**EXERCISE AIM:**
Copy the records below exactly.

**Collected data:**
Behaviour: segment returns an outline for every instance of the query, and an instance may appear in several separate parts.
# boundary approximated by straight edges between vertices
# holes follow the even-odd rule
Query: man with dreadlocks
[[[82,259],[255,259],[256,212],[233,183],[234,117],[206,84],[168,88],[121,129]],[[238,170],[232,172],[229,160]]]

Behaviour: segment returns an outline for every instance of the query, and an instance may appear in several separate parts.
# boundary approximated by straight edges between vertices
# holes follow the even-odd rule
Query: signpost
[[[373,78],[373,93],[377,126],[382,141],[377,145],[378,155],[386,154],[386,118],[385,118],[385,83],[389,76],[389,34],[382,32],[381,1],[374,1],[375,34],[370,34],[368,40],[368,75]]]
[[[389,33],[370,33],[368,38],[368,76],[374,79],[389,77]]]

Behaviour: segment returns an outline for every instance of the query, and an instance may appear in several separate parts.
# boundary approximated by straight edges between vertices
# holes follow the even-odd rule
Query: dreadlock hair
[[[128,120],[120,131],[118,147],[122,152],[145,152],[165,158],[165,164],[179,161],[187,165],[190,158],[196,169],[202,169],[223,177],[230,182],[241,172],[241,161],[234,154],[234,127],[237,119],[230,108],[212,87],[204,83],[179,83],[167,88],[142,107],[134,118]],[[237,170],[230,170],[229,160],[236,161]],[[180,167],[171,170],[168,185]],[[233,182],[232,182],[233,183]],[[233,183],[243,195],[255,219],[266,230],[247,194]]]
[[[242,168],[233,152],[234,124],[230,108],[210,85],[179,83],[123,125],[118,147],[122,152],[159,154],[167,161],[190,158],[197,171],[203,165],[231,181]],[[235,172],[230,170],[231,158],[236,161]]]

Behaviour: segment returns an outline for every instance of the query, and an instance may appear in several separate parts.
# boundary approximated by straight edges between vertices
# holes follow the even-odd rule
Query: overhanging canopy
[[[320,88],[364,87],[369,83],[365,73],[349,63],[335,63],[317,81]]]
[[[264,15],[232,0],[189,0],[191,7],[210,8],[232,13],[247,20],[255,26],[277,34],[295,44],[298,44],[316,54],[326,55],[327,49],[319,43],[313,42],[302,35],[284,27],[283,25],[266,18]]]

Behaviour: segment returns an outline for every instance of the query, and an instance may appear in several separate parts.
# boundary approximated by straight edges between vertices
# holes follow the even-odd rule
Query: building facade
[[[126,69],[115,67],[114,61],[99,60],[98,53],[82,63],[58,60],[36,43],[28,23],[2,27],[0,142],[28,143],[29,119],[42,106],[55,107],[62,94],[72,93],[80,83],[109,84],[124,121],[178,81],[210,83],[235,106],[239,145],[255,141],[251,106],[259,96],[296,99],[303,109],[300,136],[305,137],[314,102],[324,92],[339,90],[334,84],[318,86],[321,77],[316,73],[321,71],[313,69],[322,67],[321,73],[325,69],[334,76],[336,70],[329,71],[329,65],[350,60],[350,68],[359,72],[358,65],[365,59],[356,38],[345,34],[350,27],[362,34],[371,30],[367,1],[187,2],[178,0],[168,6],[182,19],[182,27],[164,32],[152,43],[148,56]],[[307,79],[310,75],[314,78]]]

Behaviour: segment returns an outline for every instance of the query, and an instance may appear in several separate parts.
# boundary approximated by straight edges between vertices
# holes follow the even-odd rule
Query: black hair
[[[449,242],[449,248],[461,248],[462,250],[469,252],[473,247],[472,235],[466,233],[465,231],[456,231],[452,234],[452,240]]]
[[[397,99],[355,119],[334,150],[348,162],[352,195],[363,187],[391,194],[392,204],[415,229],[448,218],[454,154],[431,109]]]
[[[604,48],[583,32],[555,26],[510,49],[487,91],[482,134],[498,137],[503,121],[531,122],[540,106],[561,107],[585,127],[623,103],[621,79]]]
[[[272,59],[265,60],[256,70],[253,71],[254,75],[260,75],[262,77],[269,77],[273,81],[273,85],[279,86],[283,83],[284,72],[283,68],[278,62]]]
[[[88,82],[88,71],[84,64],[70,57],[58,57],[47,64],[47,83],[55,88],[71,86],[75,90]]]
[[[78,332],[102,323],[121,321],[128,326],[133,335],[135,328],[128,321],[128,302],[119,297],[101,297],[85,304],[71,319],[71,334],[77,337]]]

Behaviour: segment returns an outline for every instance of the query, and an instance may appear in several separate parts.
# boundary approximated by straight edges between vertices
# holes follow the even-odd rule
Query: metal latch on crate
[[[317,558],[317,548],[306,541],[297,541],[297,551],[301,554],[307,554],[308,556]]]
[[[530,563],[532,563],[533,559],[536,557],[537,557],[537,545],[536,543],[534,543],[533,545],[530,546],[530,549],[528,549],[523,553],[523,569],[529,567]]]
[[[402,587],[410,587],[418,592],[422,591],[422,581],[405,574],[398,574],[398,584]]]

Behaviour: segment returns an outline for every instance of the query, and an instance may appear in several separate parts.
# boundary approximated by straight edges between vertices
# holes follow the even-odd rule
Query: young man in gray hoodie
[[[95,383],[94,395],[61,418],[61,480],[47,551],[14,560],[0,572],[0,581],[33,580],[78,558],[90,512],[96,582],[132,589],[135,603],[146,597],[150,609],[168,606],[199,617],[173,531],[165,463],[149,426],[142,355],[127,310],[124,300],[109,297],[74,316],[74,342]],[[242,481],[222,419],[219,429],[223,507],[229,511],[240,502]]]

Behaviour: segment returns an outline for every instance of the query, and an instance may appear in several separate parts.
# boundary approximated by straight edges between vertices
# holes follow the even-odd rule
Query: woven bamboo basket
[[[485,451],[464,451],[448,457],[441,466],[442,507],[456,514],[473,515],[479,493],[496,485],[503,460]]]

**OUTPUT FOR THIS EXERCISE:**
Behaviour: segment returns an outline for every instance of the query, and an instance may appear in several separate parts.
# boundary approximated by straight edges between vertices
# holes follow the even-odd rule
Query: man with dreadlocks
[[[82,259],[255,259],[256,212],[233,183],[234,117],[206,84],[168,88],[121,129]],[[238,170],[232,172],[229,160]]]

Behaviour: segment returns an outline for every instance of the query, and an instance may appear in several separate parts.
# boundary approximated by straight edges between vertices
# holes follow the even-odd rule
Query: signpost
[[[373,78],[373,93],[377,126],[382,141],[377,145],[378,155],[386,154],[386,118],[385,118],[385,83],[389,76],[389,34],[382,32],[381,1],[374,1],[375,34],[370,34],[368,40],[368,75]]]
[[[389,33],[370,33],[368,38],[368,76],[374,79],[389,77]]]

Behaviour: segment returns an outline for every instance of the query, and an instance may appear in several separate parts.
# boundary approximated by straight edges between vertices
# holes follow the even-odd rule
Query: dreadlock hair
[[[128,120],[120,131],[118,147],[122,152],[145,152],[165,158],[165,164],[179,161],[187,165],[190,158],[196,169],[202,169],[223,177],[230,182],[241,172],[241,161],[234,154],[234,127],[237,119],[230,108],[212,87],[204,83],[179,83],[167,88],[142,107],[134,118]],[[237,170],[230,170],[229,160],[236,161]],[[180,167],[171,170],[168,185]],[[233,182],[232,182],[233,183]],[[233,183],[243,195],[255,219],[266,230],[247,194]]]
[[[242,168],[233,152],[234,124],[230,108],[210,85],[179,83],[123,125],[118,147],[122,152],[159,154],[167,161],[190,158],[197,171],[203,165],[231,181]],[[235,172],[230,170],[231,158],[236,161]]]

Behaviour: segment returns an outline for every instance of the query, and an instance may appear in several separate parts.
# boundary approximated by straight edges between vertices
# holes follow the even-odd rule
Query: overhanging canopy
[[[320,88],[364,87],[369,83],[365,73],[349,63],[335,63],[317,81]]]
[[[264,15],[232,0],[189,0],[191,7],[210,8],[232,13],[247,20],[255,26],[277,34],[295,44],[298,44],[316,54],[326,55],[327,49],[319,43],[313,42],[302,35],[284,27],[283,25],[266,18]]]

Behaviour: segment returns an outline for every instance of the query, and an instance may appear in several separate parts.
# boundary approximated by straight edges between vertices
# holes follow the even-odd rule
Query: building facade
[[[126,69],[115,67],[114,61],[99,60],[98,53],[82,63],[58,60],[36,43],[28,23],[2,27],[0,142],[28,143],[29,119],[42,106],[55,107],[62,94],[72,93],[80,83],[109,84],[124,121],[178,81],[210,83],[235,106],[239,145],[255,141],[251,106],[259,96],[296,99],[303,109],[300,136],[305,137],[314,102],[324,92],[339,90],[334,84],[318,86],[321,77],[316,73],[321,71],[313,69],[322,67],[321,73],[325,69],[334,76],[336,70],[329,71],[329,65],[350,60],[350,68],[359,72],[358,65],[365,59],[356,38],[345,34],[350,27],[362,34],[371,30],[367,1],[187,2],[178,0],[168,6],[182,19],[182,27],[164,32],[152,43],[148,56]],[[307,79],[310,75],[314,78]]]

Behaviour: segment returns an outline for every instance of the query, and an instance may appear in several separate parts.
# boundary approximated by straight edges between vertices
# holes follow the even-odd rule
Query: black hair
[[[449,242],[449,248],[461,248],[462,250],[469,252],[473,247],[472,235],[466,233],[465,231],[456,231],[452,234],[452,240]]]
[[[397,99],[355,119],[334,150],[348,162],[352,195],[363,187],[391,194],[392,204],[415,229],[448,218],[454,154],[431,109]]]
[[[604,48],[583,32],[555,26],[510,49],[487,91],[482,134],[498,137],[503,121],[531,122],[540,106],[561,107],[585,127],[623,103],[621,79]]]
[[[272,59],[265,60],[256,70],[253,71],[254,75],[260,75],[262,77],[269,77],[273,81],[273,85],[279,86],[283,83],[284,72],[283,68],[278,62]]]
[[[88,82],[88,71],[84,64],[70,57],[58,57],[47,64],[47,83],[55,88],[71,86],[75,90]]]
[[[78,332],[102,323],[121,321],[128,326],[133,335],[135,328],[128,321],[128,302],[119,297],[101,297],[85,304],[71,319],[71,334],[77,337]]]

Behaviour: segment returns an outline for every instance of the query, and an instance may appear in several separate parts.
# boundary approximated by straight edges between vertices
# holes follow the even-odd rule
Query: metal latch on crate
[[[317,558],[317,548],[306,541],[297,541],[297,551],[301,554],[307,554],[308,556]]]
[[[530,563],[532,563],[533,559],[536,557],[537,557],[537,545],[536,543],[534,543],[533,545],[530,546],[530,549],[528,549],[523,553],[523,569],[529,567]]]
[[[402,587],[410,587],[418,592],[422,591],[422,581],[405,574],[398,574],[398,584]]]

Behaviour: segment returns an outline for every instance of the query, and an instance may appear in several separate parts.
# boundary approximated by straight edges between vertices
# holes follow the even-odd rule
Query: young man in gray hoodie
[[[95,383],[94,395],[61,418],[61,480],[47,551],[14,560],[0,572],[0,581],[33,580],[78,558],[90,512],[96,582],[132,589],[135,603],[146,597],[150,609],[168,606],[199,617],[173,531],[165,463],[149,426],[142,355],[127,310],[124,300],[109,297],[74,316],[74,342]],[[242,481],[222,419],[219,429],[223,507],[229,511],[240,502]]]

Behaviour: segment returns an outline for every instance of the query, and an instance may appear in several separate parts.
# boundary approximated by straight edges between vertices
# holes follow the even-odd rule
Query: woven bamboo basket
[[[485,451],[464,451],[448,457],[441,466],[442,507],[456,514],[473,515],[479,493],[496,485],[503,460]]]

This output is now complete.